In the data below, find the line containing "of the power", then set down that line and every later line up to and including the line containing "Target: sheep's head", exactly.

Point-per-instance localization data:
--------------------

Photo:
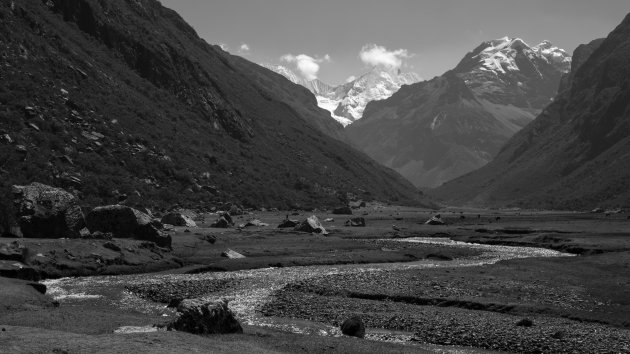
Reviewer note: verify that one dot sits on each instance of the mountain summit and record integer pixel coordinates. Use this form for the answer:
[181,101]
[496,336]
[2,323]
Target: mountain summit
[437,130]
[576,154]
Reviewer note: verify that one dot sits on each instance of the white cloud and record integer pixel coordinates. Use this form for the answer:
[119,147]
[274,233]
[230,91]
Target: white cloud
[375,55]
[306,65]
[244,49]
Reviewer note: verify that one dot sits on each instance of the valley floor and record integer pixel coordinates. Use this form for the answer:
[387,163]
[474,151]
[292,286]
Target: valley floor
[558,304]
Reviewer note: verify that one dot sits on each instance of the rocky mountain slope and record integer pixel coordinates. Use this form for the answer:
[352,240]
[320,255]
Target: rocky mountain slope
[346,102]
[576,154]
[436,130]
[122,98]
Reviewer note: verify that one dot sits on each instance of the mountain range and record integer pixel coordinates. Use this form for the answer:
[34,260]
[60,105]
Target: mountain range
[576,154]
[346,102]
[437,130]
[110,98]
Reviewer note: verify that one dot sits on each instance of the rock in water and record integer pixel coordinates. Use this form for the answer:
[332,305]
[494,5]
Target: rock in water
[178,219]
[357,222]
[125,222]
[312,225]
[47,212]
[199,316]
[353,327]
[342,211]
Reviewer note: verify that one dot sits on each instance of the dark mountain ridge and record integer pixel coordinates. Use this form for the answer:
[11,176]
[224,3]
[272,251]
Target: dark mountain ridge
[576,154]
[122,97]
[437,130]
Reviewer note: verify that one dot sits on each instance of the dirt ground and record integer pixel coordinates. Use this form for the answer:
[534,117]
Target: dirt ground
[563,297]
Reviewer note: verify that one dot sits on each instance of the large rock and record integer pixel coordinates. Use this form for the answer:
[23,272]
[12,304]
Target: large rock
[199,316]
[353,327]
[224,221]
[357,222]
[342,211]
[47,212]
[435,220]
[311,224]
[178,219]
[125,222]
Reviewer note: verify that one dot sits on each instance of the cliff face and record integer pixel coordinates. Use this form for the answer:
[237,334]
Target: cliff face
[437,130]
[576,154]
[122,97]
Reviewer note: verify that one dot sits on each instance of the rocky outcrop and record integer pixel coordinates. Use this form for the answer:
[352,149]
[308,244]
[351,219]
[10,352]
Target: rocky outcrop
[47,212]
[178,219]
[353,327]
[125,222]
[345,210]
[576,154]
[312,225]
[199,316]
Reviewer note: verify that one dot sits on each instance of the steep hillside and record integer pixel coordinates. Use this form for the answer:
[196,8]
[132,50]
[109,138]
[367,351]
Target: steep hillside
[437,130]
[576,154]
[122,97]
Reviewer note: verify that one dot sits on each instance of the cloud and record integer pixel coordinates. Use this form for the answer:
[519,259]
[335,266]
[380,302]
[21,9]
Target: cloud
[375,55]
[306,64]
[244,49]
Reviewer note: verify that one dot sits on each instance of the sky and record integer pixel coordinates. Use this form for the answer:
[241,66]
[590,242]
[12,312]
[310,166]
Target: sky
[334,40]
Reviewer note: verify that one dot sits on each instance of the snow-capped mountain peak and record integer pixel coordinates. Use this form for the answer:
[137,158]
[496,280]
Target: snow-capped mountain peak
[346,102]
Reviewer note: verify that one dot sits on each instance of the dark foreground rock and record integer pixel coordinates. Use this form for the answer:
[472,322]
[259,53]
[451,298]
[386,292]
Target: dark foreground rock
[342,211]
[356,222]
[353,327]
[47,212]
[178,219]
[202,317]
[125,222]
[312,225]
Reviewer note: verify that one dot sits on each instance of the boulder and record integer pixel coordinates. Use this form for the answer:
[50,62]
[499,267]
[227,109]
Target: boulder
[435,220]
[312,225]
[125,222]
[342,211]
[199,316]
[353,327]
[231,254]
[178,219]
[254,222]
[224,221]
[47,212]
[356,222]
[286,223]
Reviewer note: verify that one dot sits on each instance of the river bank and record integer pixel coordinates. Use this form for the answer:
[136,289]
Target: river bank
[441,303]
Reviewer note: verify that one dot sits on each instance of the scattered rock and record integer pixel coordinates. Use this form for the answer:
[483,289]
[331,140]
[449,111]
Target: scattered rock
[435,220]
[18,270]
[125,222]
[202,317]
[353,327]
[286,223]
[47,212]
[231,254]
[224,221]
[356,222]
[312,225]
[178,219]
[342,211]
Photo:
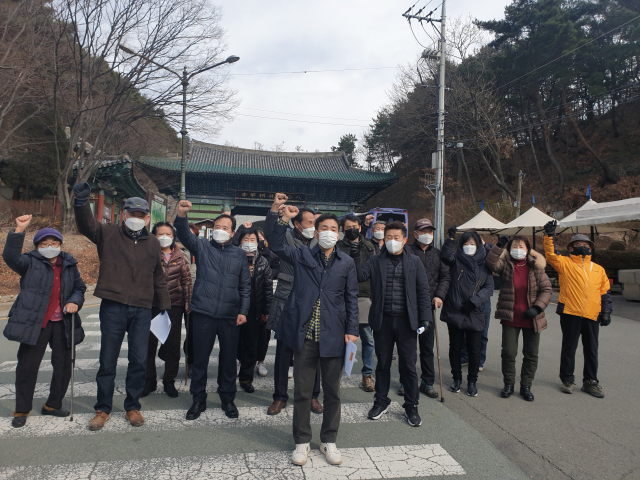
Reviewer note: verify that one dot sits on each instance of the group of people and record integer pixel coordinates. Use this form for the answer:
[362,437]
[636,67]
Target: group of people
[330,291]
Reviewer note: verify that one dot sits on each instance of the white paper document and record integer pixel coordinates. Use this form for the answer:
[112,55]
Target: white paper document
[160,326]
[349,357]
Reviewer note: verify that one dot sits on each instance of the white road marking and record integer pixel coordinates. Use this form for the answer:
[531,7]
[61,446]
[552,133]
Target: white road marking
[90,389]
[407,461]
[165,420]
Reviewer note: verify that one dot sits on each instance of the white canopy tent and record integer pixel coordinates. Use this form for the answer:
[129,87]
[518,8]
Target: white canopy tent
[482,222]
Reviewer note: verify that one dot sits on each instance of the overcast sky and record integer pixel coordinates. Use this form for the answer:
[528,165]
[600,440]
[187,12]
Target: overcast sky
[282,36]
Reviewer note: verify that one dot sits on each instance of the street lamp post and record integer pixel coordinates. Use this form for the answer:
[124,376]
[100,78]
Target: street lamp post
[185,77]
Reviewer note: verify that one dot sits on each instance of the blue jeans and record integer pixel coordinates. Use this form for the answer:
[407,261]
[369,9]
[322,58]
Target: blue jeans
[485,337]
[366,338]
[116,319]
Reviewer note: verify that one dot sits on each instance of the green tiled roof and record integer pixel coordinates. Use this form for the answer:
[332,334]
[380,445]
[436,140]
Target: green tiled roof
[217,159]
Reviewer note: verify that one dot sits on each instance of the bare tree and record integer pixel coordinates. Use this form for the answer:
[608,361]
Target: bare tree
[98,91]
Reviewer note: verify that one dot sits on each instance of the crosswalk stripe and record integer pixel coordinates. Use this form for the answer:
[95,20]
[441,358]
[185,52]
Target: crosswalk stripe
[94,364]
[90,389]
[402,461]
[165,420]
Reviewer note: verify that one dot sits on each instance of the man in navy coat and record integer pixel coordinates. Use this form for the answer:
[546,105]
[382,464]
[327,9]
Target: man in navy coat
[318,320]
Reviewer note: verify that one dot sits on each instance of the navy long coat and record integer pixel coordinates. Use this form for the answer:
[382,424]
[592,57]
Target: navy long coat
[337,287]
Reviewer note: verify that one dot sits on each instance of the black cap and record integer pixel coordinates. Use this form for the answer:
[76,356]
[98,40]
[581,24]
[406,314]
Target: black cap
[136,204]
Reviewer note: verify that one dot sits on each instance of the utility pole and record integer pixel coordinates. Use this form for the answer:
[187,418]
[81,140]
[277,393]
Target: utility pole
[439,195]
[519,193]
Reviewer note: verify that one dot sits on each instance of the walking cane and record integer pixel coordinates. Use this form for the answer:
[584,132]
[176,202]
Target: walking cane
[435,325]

--------------------

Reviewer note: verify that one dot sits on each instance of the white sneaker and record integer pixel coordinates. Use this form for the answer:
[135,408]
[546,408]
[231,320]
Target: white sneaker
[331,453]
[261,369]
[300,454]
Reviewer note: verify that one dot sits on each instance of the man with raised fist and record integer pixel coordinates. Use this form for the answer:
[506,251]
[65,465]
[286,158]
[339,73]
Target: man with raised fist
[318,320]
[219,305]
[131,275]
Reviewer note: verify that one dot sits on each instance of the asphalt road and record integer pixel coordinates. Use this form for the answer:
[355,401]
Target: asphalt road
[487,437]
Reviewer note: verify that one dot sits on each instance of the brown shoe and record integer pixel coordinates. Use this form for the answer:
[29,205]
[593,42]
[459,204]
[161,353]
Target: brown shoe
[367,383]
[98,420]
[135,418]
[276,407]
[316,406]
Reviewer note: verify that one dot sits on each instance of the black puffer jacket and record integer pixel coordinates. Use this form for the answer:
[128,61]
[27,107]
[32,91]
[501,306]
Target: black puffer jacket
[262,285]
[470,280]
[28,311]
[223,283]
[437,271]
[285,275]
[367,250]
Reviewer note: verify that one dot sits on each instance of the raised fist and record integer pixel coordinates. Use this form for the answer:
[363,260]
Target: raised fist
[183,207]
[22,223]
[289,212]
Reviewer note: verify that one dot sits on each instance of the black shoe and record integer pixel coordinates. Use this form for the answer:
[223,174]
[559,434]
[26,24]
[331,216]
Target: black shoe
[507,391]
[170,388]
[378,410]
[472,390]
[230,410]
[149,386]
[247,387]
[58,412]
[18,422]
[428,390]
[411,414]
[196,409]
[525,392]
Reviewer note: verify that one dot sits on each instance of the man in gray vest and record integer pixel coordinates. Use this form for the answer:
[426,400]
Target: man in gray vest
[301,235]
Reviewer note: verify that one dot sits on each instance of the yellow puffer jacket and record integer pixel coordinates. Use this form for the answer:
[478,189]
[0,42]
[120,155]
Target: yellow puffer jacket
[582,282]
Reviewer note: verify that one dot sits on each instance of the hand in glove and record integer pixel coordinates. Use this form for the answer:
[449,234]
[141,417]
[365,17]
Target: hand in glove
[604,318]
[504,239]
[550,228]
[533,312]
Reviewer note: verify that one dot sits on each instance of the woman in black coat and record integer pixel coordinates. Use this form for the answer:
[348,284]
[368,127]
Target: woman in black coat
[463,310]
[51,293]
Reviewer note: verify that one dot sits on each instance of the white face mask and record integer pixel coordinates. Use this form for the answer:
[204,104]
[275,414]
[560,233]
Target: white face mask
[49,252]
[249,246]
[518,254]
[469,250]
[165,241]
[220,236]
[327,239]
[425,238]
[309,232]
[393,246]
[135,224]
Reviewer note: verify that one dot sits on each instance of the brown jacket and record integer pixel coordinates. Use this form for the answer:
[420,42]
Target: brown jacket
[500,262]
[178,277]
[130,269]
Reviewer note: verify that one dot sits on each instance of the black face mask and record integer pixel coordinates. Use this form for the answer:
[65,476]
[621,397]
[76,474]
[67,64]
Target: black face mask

--------------------

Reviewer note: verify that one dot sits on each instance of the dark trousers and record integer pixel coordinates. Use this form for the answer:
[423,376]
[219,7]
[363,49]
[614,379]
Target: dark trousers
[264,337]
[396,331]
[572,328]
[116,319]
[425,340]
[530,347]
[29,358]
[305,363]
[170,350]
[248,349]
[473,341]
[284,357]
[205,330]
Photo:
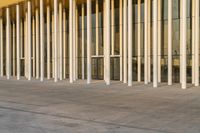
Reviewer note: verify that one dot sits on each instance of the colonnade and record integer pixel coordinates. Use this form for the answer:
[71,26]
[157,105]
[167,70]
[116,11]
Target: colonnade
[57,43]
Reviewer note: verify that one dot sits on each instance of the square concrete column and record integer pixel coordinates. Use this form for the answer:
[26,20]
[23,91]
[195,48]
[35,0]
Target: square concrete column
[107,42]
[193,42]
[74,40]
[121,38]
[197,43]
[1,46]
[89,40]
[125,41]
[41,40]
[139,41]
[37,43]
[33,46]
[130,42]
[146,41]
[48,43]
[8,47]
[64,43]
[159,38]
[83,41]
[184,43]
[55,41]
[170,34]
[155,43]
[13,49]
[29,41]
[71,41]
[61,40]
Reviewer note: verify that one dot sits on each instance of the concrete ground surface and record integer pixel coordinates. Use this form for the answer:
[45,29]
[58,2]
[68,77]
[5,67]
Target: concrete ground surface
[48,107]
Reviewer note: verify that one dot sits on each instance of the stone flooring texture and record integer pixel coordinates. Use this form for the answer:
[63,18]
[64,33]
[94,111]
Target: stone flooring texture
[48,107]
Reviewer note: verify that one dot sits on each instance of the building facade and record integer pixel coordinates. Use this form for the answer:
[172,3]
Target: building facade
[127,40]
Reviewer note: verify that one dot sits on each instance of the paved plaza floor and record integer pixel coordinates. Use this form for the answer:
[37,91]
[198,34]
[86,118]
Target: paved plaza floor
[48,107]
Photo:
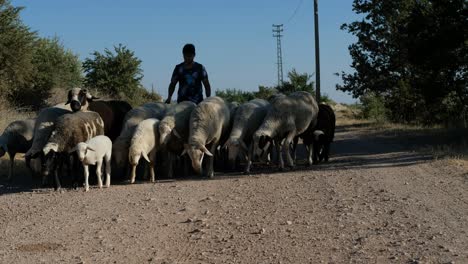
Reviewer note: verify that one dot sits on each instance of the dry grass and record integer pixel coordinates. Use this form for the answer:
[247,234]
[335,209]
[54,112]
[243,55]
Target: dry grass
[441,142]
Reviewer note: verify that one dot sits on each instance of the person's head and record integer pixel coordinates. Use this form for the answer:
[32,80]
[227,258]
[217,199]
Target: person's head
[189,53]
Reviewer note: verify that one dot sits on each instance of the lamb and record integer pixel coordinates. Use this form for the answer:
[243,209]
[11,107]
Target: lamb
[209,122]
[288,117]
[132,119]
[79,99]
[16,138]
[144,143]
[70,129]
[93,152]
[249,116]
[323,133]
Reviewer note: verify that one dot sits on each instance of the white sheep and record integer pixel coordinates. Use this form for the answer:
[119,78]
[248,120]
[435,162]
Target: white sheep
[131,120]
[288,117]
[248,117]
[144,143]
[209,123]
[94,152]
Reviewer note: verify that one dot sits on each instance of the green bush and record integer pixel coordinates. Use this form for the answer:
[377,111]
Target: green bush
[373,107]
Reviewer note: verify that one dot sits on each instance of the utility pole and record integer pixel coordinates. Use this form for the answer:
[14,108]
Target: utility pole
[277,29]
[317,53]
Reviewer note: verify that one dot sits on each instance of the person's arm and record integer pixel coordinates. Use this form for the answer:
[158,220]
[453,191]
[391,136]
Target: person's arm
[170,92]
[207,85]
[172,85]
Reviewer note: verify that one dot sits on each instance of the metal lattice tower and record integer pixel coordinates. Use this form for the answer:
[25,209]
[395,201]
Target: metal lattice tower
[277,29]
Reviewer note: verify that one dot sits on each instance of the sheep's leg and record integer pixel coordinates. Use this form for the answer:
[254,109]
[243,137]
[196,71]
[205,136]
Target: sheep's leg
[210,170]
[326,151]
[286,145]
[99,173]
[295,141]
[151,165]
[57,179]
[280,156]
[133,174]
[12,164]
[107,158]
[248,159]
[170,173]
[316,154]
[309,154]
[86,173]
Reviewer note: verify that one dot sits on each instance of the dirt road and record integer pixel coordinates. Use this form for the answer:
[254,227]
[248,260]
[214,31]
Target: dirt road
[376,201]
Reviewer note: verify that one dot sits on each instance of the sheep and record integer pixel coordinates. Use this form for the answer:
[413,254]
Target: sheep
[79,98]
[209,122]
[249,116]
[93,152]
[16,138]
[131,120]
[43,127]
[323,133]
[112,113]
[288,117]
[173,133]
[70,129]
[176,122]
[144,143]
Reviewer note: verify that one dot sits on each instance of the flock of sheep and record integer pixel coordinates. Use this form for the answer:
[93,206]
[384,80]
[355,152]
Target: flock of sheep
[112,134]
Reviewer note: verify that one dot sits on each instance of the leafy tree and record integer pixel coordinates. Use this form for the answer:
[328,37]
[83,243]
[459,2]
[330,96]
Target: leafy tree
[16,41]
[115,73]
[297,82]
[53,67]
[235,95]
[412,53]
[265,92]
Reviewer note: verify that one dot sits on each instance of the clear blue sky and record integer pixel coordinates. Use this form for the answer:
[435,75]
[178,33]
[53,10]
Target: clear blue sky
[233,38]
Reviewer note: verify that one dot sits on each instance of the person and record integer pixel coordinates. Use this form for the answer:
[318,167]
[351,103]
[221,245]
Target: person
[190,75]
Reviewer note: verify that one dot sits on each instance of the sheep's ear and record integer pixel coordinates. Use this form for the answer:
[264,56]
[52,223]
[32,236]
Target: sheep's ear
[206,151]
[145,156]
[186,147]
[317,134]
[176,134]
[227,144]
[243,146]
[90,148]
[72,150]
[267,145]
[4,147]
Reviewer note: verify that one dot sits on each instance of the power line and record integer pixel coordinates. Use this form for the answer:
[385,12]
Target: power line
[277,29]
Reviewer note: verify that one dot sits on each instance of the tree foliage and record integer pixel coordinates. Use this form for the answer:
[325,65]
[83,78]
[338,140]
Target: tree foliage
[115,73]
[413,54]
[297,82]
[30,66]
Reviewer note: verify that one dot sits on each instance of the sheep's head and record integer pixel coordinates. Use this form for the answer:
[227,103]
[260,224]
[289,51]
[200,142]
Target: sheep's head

--------------------

RESULT BELOW:
Reviewer note: verify that one dot sits on each instance of the power line and record integer pixel coordinates. Use this form for the answer:
[385,12]
Target: power line
[277,29]
Reviewer note: verify that one dot sits on each instance of the tree foliage and record integer pixel coordinates. Use this form for the answer:
[325,65]
[83,78]
[338,140]
Target: tree foliage
[115,73]
[413,54]
[297,82]
[30,66]
Reviewer note: verify that one dot sits on each instance of the sheep's head and record integer pixel coordinates. Use this form for the answer:
[227,103]
[260,224]
[289,51]
[200,142]
Target: sheep's head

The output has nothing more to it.